● Assigned task: Every line with "instance" in it should be copied from the data.

● Records to use:
⁂
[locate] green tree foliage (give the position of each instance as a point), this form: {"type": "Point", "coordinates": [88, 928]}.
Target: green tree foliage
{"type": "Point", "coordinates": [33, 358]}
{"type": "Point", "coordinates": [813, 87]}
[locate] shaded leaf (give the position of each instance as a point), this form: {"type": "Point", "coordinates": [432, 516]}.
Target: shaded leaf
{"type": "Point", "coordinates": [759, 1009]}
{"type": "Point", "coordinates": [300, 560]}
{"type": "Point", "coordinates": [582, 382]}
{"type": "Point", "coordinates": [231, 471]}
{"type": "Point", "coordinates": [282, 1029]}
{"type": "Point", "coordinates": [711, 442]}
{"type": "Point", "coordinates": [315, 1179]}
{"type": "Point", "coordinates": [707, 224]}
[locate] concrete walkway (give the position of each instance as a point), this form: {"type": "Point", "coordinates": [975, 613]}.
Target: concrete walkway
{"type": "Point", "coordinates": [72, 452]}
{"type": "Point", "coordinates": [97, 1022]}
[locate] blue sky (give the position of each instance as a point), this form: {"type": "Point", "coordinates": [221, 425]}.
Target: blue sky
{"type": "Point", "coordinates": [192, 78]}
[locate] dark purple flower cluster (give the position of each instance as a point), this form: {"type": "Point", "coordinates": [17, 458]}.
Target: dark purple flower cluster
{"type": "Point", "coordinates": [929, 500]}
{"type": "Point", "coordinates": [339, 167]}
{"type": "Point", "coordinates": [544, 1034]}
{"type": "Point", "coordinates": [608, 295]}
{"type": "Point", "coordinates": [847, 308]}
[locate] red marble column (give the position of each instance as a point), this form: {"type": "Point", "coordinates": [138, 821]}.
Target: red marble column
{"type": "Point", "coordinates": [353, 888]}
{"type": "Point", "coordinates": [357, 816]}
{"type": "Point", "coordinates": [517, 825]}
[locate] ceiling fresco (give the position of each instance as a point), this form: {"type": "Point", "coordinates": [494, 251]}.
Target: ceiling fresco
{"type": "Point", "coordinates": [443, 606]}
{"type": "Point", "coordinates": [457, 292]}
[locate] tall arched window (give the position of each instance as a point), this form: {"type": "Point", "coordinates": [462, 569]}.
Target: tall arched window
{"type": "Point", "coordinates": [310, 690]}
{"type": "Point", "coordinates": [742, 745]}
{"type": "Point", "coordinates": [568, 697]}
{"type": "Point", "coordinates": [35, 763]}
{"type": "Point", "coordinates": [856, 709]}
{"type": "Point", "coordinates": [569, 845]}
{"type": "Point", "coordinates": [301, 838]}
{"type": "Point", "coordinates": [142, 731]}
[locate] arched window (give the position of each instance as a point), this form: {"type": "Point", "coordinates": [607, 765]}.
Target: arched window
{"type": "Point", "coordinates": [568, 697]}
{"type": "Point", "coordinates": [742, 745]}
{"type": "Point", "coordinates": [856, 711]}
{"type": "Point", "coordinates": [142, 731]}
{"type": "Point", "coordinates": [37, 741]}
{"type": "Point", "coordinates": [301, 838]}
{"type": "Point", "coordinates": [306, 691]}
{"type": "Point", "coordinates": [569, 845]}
⁂
● Written answer:
[locate] green tree foliage (give the position of each instance as a point), this form: {"type": "Point", "coordinates": [88, 928]}.
[locate] shaded leaf (give the position of each instance as a point), this form: {"type": "Point", "coordinates": [432, 516]}.
[locate] concrete walkway (give the position of each instance as a point), this form: {"type": "Point", "coordinates": [975, 613]}.
[locate] blue sky (give the position of each instance as a point), this form: {"type": "Point", "coordinates": [221, 425]}.
[locate] dark purple flower cluster (give the position of each instance as a point), this form: {"type": "Point", "coordinates": [17, 458]}.
[locate] red marble column (give the position of each instance as a point), this form: {"type": "Point", "coordinates": [138, 821]}.
[locate] ceiling fresco (give the position of each instance as a point), this form: {"type": "Point", "coordinates": [494, 251]}.
[locate] tall arched window (give the position of each instance as a point), this form: {"type": "Point", "coordinates": [462, 569]}.
[locate] arched window (give the position of each instance as a point), this form: {"type": "Point", "coordinates": [607, 765]}.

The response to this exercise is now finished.